Passage fourni:
+ + + + + + +

La Maison pour la danse s’ouvre timidement au hip-hop

par Marie-Laure Rolland

Deux des trois pièces de la nouvelle cuvée du programme « Emergences » du Centre de création chorégraphique sont signées par des chorégraphes de la scène hip-hop luxembourgeoise. Une première qui pose un jalon, sans aller jusqu’à bousculer l’esprit du lieu.

par Marie-Laure Rolland

La scène du hip-hop, qui a fêté en 2023 ses 50 ans, n’a pas attendu la Maison pour la danse pour prendre son envol au Luxembourg. Il est quand même étonnant qu’elle n’ait pas été invitée plus tôt rue du Puits, alors que depuis plus d’une dizaine d’années les hybridations venues de la scène hip-hop ont un peu partout fait exploser les cadres institutionnels (qu’on pense au collectif La Horde à la tête du Ballet de Marseille).

C’est donc avec une certaine curiosité que j’ai assisté à la sixième édition du programme des Émergences, qui offre une plate-forme de soutien à de jeunes chorégraphes. Pour la première fois, à côté de la danseuse contemporaine Ioanna Anousaki, des danseurs de hip-hop étaient à l’affiche : Alicia Cano et Benoît Callens en duo, mais aussi Norah Noush.

La soirée aura montré que les volontaires ne manquent pas pour se confronter à l’exercice chorégraphique et tenter de faire bouger les lignes. Leurs premiers pas devront encore s’affirmer, mais le courage et l’audace étaient là pour se lancer dans la bataille de l’écriture personnelle.

Lâcher prise

La belle surprise de la soirée est The In Between de Norah Noush. La danseuse luxembourgeoise de hip-hop, qui s’est formée à Berlin et à Londres, signe et interprète cette pièce en duo avec Nora Hertwig. L’ambition est de nous plonger  «dans la quête de la recherche d’identité et du conflit qui naît au sein de la dualité qui peut nous habiter et les différentes influences sociales et sociétales qui nous affectent » (d’après le livret trop ésotérique distribué au public).

Son entrée en matière est forte. Les deux danseuses, vêtues d’une même tenue de sport, sont collées l’une derrière l’autre, telles un corps siamois dont les deux têtes entament un ballet marionnettique réglé au millimètre, un genre de break dance immobile. L’effet est d’autant plus étrange et saisissant que la chevelure rousse et ébouriffée de Nora Hertwig surplombe et tourne autour du crâne brun tressé-serré de Norah Noush.

L’étau se desserre progressivement jusqu’au bas des corps, à mesure que ceux-ci aspirent les pulsations et l’énergie de la musique house signée Zakaria Nouih. Cette superbe bande son, colorée et contrastée, a déroulé un tapis rouge pour Nora Noush et sa partenaire. Leur danse, ample et rythmée, a fait vibrer le studio.

Dommage que les jeux de lumière, mal dosés, aient par moment stoppé la dynamique par des ruptures d’ambiance brusques et difficiles à intégrer pour le public soudainement éclairé, sans trop savoir pourquoi. La création lumière aura d’ailleurs été le point faible des trois pièces ce soir-là. Le trop est souvent l’ennemi du bien, a fortiori dans un studio qui ne dispose pas des installations les plus performantes.

+ + + + + + +

Une suite d'enregistrements:
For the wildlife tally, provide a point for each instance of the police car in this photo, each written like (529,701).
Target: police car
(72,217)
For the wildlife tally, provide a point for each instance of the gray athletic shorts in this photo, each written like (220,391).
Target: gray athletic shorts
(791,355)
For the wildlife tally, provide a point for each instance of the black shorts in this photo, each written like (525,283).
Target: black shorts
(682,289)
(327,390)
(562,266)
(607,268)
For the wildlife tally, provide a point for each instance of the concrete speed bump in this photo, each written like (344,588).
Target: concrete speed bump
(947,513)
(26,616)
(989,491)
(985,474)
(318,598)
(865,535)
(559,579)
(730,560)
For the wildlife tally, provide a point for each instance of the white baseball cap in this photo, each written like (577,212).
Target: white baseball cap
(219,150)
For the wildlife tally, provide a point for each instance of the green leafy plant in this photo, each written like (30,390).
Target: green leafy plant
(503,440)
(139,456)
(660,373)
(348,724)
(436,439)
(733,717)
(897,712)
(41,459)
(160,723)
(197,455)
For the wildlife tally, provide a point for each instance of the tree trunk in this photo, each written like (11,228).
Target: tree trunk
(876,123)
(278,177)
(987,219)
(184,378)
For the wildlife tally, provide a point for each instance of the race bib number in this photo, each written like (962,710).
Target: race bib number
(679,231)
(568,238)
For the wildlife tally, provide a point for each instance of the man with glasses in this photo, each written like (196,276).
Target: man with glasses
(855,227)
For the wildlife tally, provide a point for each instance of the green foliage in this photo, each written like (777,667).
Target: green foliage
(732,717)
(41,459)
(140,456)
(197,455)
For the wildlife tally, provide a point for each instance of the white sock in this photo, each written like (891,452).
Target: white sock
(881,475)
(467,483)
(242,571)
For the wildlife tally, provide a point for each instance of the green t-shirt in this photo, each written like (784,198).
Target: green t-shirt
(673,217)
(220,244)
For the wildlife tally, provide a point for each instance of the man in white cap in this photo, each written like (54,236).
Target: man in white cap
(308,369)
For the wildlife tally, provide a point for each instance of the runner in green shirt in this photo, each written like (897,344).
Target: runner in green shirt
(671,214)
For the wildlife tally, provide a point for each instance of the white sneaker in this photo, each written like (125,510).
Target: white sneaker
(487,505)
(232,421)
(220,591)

+ + + + + + +

Consignes:
A. Dans la critique sur la Maison pour la danse, quels sont les noms des artistes cités à l'affiche dans la phrase qui commence par « Pour la première fois » ?
B. Recopiez un passage de la critique sur la Maison pour la danse : commencez aux mots « La Maison pour la danse s’ouvre » et arrêtez-vous après « Ballet de Marseille). ».
C. Répondez à ces questions sur la critique sur la Maison pour la danse :
(i) En quelle année la scène du hip-hop a-t-elle fêté ses 50 ans ?
(ii) Qui signe la musique house de The In Between ?
(iii) Quel aspect a été le point faible des trois pièces ce soir-là ?

Corrigé de l'exercice:
A.
- Ioanna Anousaki
- Alicia Cano
- Benoît Callens
- Norah Noush

B.
La Maison pour la danse s’ouvre timidement au hip-hop

par Marie-Laure Rolland

Deux des trois pièces de la nouvelle cuvée du programme « Emergences » du Centre de création chorégraphique sont signées par des chorégraphes de la scène hip-hop luxembourgeoise. Une première qui pose un jalon, sans aller jusqu’à bousculer l’esprit du lieu.

par Marie-Laure Rolland

La scène du hip-hop, qui a fêté en 2023 ses 50 ans, n’a pas attendu la Maison pour la danse pour prendre son envol au Luxembourg. Il est quand même étonnant qu’elle n’ait pas été invitée plus tôt rue du Puits, alors que depuis plus d’une dizaine d’années les hybridations venues de la scène hip-hop ont un peu partout fait exploser les cadres institutionnels (qu’on pense au collectif La Horde à la tête du Ballet de Marseille).

C.
(i) En 2023.
(ii) Zakaria Nouih.
(iii) La création lumière.